╭─ Source material
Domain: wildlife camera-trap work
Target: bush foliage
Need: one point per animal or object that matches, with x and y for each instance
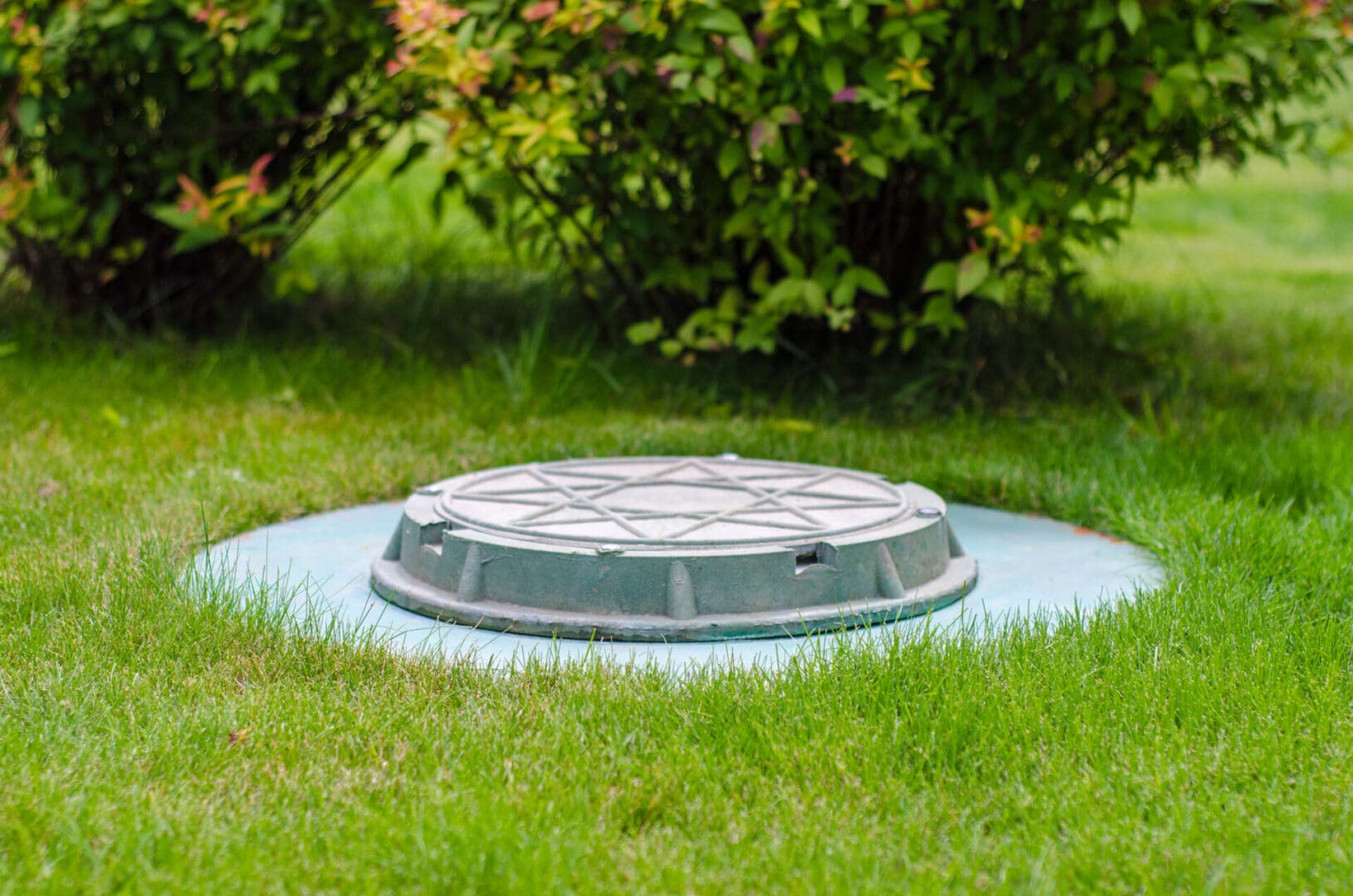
(859, 165)
(154, 153)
╰─
• **The task**
Convert the entries above into a numbered list, one item per line, with blank lines omitted and the pictures left out.

• **Answer for the task**
1. Domain: wildlife camera-trap work
2. Target: bush foliage
3. Need: one point per animal or object that matches, with x and y for each instance
4. (859, 165)
5. (154, 153)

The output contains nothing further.